# Is anyone Creating ICC profiles for Dye Sub Printers



## boneida (Aug 30, 2008)

We are having variaty of products that we produce on sublimation and even do some solvent printing. Every now and then we would change supplier for paper or ink and materials, etc. 
Basically we would like optimum results on different materials.

I was wondering if anyone has invested into profile making tools such as xrite x1 or barbieri or any other systems that could do.

The issue I'm having is there is too many versions of these systems, and some of them can be quite pricey. So I was wondering if anyone has invested and successfully managing their profiles. 

If anyone has feedback on xrite i1 Publish Pro or barbier LFP3 systems, it would be great.

Cheers,
daki


----------



## jemmyell (Jan 26, 2010)

Hi,

If anyone is doing ICC profiles with the new Xrite tools and delivering them remotely without having ever physically travelled to your site then they are operating illegally. The new XRite license is abusively restrictive but it is what it is.

You do need to this for yourself. That is what I am doing.

-James


----------



## boneida (Aug 30, 2008)

jemmyell said:


> Hi,
> 
> If anyone is doing ICC profiles with the new Xrite tools and delivering them remotely without having ever physically travelled to your site then they are operating illegally. The new XRite license is abusively restrictive but it is what it is.
> 
> ...


I will be doing it myself and that's what I'm looking for, not remotely. But the tools I've looked at range from $1500-8000, I know you get what you pay for, so I'm looking for feedback if anyone owns and doest them.
Cheers,
daki


----------



## jemmyell (Jan 26, 2010)

Hi,

I bought the i1 Photo Pro with i1Profiler in January. This package is no longer available. The new i1 V2 looks to be a better instrument but it is also (apparently) more expensive. I haven't looked at it in depth since they offer no real discounts for recent purchasers. Xrite has bought all the significant competitors so they just don't care.

That said, I get really good results and I am glad I took this step. To really learn more see the color management forum at the luminous landscape.

-James


----------



## jge (Oct 7, 2008)

I've used the Xrite, but it wasn't an easy process, and after making the profile, I still had to make tweaks to the settings until the colours looked right to me. Unfortunately what tends to happen if you just rely on the hardware & software is that your profile gives excellent reds for example, but poor blues. You need to make tweaks to get the best overall colours, or even generate a number of profiles depending on the substrate and the type of work you want to produce.

*GIVEN EXERCISE 1*
Report how many lines in the records contain the word "chrome", matching case exactly, and reply with only that number.

*THE DATA*
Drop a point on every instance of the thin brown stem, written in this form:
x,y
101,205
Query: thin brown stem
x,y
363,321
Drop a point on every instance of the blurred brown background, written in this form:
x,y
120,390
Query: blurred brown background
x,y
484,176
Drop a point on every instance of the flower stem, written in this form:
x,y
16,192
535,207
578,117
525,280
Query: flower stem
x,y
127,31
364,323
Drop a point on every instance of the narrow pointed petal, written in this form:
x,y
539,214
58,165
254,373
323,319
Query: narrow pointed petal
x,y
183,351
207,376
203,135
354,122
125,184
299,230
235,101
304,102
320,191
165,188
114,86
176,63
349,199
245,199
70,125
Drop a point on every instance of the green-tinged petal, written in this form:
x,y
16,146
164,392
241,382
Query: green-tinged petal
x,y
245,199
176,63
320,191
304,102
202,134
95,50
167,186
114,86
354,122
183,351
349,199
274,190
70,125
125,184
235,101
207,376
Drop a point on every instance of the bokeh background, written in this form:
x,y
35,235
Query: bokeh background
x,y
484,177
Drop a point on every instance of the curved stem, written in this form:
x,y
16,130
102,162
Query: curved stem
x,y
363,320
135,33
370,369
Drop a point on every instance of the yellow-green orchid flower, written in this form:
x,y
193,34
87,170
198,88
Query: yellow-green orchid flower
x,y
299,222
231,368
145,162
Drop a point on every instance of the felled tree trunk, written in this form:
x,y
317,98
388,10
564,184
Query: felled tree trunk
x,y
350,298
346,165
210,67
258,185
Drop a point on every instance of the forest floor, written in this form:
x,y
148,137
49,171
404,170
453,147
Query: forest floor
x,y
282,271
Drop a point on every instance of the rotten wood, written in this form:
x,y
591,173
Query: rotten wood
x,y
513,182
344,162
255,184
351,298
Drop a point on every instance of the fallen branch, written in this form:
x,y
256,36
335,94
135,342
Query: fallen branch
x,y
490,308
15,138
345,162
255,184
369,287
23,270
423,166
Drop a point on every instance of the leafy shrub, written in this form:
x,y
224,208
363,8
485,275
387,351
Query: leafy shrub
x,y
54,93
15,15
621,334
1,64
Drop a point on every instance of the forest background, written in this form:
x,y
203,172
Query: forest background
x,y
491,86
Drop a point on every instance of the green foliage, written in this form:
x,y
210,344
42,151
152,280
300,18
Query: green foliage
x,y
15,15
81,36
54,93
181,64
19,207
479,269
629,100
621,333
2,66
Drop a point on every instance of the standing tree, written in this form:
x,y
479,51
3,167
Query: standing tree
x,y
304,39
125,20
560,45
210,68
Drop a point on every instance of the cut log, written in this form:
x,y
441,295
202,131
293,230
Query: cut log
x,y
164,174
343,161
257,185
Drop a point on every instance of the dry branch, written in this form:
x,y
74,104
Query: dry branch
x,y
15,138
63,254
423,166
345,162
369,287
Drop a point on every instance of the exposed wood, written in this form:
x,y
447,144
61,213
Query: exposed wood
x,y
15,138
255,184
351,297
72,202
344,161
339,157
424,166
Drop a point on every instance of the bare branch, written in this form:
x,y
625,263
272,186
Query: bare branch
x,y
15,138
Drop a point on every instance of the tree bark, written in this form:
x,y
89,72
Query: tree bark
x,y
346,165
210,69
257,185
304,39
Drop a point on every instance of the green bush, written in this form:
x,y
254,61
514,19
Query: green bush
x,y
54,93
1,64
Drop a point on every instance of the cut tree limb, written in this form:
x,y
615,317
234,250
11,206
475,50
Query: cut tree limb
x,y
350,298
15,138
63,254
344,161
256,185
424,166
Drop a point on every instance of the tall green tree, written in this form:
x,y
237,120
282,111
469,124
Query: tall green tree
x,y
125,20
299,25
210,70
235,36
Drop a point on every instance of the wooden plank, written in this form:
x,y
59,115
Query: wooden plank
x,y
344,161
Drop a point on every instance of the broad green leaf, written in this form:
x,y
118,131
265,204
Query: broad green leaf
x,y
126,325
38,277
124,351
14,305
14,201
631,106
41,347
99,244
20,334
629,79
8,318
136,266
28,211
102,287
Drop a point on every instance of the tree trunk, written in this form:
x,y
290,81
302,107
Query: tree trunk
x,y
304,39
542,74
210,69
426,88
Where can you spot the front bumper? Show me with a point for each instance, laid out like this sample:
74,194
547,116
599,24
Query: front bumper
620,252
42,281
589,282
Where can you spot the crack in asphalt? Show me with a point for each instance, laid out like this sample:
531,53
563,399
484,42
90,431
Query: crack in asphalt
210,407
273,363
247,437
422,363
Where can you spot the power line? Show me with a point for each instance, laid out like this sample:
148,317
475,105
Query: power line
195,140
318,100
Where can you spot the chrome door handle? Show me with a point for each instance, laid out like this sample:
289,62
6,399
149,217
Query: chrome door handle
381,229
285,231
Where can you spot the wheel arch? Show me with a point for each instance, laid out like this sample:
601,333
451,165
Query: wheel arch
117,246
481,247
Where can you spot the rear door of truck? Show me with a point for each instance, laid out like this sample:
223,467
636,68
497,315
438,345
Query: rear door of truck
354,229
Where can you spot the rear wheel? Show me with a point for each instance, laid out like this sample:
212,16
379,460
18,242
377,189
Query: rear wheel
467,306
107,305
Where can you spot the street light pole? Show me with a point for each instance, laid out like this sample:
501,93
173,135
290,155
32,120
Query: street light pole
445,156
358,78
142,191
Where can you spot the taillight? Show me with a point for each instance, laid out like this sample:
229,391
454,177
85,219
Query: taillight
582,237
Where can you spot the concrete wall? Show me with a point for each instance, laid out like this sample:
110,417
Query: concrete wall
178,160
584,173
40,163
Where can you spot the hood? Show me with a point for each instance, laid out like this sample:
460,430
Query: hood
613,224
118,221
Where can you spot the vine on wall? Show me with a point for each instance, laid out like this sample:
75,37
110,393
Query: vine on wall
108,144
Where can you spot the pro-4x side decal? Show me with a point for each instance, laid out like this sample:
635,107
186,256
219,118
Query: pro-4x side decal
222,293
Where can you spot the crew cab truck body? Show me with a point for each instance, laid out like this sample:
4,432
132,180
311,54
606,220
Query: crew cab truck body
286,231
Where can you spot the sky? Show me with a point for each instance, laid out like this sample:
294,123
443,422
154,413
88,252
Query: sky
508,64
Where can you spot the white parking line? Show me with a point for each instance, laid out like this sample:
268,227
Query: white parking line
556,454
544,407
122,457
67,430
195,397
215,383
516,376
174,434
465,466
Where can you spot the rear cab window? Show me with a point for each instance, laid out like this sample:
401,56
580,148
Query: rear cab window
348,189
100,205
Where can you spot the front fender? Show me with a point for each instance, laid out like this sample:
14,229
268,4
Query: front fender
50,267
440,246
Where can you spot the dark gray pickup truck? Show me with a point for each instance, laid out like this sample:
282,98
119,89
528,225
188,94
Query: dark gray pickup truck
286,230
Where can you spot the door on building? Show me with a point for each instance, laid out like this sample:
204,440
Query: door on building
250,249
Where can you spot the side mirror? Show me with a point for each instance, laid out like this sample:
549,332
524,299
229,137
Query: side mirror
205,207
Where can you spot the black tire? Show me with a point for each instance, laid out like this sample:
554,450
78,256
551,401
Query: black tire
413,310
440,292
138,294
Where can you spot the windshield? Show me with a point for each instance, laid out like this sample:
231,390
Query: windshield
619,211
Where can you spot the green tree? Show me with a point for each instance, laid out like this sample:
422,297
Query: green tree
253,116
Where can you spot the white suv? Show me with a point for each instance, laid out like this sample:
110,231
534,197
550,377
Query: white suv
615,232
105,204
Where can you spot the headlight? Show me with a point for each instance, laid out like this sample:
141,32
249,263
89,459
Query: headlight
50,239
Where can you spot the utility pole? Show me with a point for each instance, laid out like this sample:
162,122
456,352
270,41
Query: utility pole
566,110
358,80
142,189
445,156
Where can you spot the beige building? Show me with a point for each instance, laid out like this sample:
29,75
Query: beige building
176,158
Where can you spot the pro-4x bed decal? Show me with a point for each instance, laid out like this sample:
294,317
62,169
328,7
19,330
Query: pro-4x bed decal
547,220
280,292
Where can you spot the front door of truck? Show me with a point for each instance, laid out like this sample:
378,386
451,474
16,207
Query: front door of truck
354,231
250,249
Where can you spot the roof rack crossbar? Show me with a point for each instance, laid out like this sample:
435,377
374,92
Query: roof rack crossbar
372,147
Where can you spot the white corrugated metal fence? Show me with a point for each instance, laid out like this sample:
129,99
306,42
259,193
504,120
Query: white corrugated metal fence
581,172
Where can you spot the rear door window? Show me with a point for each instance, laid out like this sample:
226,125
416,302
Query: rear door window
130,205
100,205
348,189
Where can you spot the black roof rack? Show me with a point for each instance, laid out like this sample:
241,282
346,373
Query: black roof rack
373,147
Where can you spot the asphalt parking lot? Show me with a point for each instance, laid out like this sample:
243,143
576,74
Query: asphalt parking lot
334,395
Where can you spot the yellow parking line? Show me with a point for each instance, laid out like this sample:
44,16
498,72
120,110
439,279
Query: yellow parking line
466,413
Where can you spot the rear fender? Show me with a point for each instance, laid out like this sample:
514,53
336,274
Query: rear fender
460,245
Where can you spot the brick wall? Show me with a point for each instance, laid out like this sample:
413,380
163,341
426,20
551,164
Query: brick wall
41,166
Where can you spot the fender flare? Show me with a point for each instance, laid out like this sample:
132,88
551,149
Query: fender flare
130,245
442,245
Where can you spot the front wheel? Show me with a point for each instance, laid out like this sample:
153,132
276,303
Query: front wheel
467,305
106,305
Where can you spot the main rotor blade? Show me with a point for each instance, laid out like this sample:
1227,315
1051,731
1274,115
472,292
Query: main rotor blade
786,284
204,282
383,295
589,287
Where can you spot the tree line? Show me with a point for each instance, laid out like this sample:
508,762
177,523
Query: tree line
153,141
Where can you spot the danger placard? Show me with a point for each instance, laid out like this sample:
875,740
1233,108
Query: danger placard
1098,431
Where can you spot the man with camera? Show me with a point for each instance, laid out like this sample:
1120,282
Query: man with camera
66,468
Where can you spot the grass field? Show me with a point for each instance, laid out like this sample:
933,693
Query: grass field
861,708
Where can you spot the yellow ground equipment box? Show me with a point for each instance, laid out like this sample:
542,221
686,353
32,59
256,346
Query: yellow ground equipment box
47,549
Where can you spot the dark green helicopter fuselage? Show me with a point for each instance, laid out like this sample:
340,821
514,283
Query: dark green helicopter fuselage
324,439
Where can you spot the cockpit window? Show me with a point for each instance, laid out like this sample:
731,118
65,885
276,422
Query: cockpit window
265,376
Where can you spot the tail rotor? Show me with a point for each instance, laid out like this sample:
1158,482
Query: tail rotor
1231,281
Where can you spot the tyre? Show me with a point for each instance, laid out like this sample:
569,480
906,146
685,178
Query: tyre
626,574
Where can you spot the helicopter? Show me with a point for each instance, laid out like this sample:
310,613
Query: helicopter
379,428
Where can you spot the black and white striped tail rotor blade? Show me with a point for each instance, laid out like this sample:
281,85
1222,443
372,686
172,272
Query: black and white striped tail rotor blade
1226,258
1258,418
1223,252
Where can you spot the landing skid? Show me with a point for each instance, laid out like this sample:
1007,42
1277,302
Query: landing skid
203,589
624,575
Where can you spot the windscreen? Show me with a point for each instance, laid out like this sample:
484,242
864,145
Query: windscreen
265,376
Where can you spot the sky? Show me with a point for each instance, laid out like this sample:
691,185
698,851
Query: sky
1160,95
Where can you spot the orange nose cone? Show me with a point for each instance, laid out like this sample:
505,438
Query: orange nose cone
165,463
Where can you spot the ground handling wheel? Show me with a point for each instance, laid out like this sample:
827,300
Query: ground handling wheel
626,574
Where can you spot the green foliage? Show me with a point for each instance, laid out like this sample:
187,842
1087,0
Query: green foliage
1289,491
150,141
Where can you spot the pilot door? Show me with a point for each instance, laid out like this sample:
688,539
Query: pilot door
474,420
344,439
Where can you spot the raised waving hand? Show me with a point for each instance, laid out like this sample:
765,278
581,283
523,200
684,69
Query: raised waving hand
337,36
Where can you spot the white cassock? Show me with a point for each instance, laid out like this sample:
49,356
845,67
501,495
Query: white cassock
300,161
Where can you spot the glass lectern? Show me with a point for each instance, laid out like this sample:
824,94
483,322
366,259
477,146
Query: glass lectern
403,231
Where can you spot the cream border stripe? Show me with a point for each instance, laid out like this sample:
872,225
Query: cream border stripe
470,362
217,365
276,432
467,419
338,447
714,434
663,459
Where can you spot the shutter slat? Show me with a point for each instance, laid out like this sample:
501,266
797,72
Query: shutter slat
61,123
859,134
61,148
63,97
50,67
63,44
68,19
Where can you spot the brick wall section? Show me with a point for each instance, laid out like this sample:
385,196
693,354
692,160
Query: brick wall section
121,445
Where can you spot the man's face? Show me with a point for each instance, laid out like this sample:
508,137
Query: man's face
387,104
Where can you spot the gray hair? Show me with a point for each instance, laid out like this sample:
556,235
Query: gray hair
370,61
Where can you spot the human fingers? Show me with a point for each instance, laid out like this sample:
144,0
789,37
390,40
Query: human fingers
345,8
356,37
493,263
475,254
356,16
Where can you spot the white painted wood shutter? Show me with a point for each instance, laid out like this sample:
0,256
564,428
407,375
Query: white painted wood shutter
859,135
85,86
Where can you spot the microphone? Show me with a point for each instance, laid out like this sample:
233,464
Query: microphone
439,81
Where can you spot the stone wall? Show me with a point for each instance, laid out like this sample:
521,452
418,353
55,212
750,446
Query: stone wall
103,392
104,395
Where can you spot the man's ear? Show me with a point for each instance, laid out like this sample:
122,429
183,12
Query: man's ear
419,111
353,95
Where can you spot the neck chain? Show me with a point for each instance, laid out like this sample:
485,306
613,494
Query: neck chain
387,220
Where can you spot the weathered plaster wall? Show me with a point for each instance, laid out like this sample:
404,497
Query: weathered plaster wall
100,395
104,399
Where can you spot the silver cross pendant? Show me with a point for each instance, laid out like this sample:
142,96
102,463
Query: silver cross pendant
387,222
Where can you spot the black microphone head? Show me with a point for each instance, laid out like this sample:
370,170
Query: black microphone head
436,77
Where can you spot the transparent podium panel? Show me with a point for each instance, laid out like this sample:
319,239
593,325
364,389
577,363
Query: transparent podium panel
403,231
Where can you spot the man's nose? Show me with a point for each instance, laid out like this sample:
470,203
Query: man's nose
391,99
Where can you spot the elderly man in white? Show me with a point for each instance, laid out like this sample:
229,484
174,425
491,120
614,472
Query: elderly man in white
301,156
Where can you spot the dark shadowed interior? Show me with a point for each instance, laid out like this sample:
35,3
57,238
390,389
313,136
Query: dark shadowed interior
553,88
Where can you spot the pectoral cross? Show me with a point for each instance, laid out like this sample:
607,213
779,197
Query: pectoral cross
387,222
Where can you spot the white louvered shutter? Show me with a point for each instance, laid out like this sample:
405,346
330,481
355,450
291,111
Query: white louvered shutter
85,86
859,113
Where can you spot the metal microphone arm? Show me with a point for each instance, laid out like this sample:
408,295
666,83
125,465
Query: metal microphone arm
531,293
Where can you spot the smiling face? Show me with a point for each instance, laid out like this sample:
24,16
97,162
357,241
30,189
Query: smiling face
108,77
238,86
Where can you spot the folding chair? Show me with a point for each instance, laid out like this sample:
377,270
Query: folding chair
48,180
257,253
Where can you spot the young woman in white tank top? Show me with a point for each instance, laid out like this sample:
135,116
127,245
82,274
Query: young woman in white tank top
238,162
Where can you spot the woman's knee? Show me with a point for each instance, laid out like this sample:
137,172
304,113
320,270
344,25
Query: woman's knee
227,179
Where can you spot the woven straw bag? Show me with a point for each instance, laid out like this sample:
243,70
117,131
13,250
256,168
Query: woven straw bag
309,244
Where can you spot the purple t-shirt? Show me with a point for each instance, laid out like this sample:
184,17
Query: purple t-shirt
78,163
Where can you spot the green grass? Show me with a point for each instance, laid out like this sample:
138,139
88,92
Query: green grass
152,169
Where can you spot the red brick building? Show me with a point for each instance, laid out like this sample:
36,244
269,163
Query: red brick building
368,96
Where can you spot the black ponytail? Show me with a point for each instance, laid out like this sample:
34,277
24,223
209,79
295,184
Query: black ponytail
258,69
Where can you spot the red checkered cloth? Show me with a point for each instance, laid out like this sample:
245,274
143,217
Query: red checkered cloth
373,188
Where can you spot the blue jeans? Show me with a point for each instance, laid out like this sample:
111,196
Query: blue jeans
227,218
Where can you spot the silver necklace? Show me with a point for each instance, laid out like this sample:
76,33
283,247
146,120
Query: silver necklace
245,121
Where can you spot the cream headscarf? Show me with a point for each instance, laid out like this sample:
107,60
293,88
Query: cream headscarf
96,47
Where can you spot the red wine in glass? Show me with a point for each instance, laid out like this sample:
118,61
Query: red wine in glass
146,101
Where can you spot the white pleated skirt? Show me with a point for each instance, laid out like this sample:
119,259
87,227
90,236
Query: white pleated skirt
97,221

*GIVEN EXERCISE 2*
From the thread on ICC profiles for dye sub printers, copy everything from "We are having" down to "that could do." word for word.

*RIGHT ANSWER 1*
2

*RIGHT ANSWER 2*
We are having variaty of products that we produce on sublimation and even do some solvent printing. Every now and then we would change supplier for paper or ink and materials, etc. 
Basically we would like optimum results on different materials.

I was wondering if anyone has invested into profile making tools such as xrite x1 or barbieri or any other systems that could do.